Text to read →
If you could remove everything beyond the pivot (i.e. the counterweight end), and assume that there is nothing above the pivot (i.e. everything either contributes to downforce or upforce) then measuring the downforce at the stylus would give you approximately half the effective mass. This is because the end you have chopped off must contribute roughly the same weight (but in the opposite direction) in order to get balance, but it adds to effective mass while subtracting from downforce.
If you could remove everything beyond the pivot (i.e. the counterweight end), and assume that there is nothing above the pivot (i.e. everything either contributes to downforce or upforce) then measuring the downforce at the stylus would give you approximately half the effective mass. This is because the end you have chopped off must contribute roughly the same weight (but in the opposite direction) in order to get balance, but it adds to effective mass while subtracting from downforce.
It is hard to calculate the effective mass from weighting the single elements, but it is more accurate to calculate the effective mass from:
Fres=1/{2*Pi*SQRT[C*(m+M)]}.
Fres is the resonance frequency of your arm including element, C the compliance of the cantilever suspension, m the effective mass of the cartridge and M the effective mass of the arm.
m and M in Kilograms and C in meter/Newton.
As an example: suppose m=10 gram, M=5 gram and C is 15um/mN, then Fres is 10.6 Hz.

Problem requirements →
From the text on tonearm effective mass, list every variable that the resonance formula uses, each with what the text says it stands for.

Data section →
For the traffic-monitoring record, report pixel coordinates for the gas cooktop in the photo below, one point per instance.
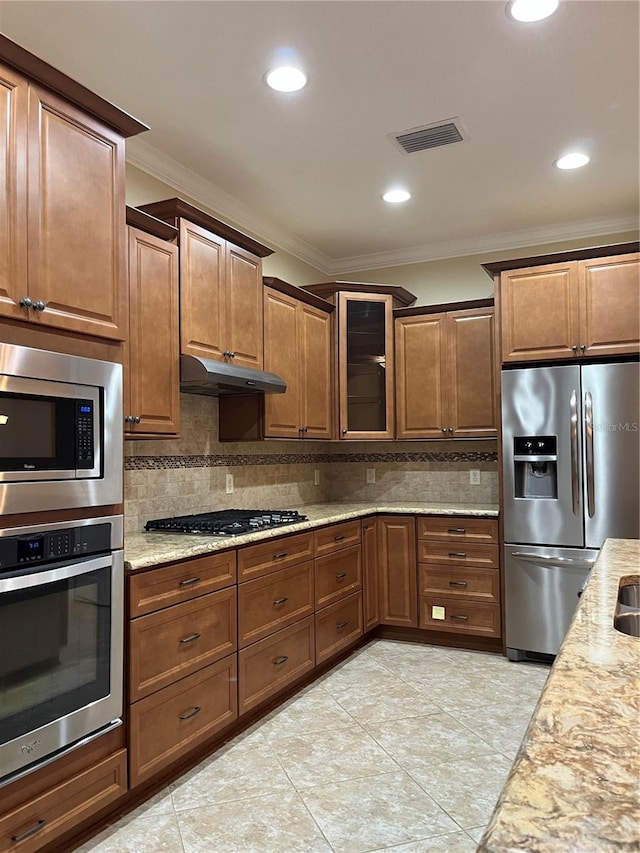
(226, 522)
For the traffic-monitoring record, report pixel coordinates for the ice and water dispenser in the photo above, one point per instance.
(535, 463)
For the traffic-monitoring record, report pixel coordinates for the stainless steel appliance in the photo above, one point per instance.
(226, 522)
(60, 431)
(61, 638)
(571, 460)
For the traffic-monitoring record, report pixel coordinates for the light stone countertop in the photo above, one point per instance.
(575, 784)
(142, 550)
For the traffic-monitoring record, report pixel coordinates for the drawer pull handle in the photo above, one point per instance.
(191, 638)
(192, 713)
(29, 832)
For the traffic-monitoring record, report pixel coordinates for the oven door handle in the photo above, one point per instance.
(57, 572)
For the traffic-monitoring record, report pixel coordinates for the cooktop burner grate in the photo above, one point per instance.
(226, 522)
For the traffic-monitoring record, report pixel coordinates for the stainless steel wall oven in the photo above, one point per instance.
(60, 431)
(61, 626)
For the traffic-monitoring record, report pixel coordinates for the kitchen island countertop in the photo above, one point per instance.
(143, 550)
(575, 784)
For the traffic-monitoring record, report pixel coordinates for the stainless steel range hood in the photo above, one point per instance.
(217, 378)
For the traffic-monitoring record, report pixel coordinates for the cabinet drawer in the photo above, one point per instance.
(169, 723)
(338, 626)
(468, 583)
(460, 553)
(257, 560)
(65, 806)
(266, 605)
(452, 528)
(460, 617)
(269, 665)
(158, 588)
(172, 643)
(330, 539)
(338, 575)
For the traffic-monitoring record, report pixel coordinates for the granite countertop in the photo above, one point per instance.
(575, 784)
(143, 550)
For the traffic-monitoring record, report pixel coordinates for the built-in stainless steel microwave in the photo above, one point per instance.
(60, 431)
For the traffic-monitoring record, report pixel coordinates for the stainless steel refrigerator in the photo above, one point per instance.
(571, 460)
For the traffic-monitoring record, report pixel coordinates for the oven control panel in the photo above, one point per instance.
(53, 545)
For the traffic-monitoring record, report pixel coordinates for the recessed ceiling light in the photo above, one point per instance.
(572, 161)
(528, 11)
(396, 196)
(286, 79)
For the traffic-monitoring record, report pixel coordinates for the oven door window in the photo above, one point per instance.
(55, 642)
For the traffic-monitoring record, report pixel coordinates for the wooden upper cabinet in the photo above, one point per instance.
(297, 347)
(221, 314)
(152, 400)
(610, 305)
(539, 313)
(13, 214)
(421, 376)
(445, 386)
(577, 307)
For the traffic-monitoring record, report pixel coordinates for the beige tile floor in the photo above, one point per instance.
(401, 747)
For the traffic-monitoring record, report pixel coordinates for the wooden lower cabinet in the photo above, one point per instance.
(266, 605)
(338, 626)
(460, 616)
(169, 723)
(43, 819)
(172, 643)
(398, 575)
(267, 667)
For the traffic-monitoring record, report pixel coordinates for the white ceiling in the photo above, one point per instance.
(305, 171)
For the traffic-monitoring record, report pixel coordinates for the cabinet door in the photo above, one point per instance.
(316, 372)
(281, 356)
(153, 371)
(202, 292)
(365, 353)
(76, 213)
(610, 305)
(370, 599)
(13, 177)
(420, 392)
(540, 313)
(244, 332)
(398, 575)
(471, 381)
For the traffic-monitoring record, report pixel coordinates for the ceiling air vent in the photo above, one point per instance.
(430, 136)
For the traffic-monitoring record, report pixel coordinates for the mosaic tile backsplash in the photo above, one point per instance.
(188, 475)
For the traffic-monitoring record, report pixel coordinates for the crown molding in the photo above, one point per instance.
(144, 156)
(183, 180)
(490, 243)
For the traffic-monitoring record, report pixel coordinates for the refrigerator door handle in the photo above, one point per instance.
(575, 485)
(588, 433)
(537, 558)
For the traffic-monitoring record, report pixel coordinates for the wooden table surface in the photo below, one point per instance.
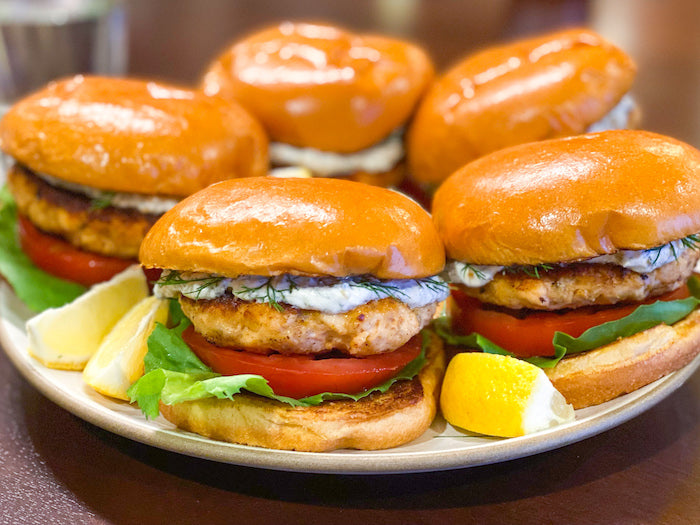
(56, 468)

Task output →
- Fres: the resonance frequency of your arm including element
- C: the compliance of the cantilever suspension
- m: the effective mass of the cartridge
- M: the effective mass of the arm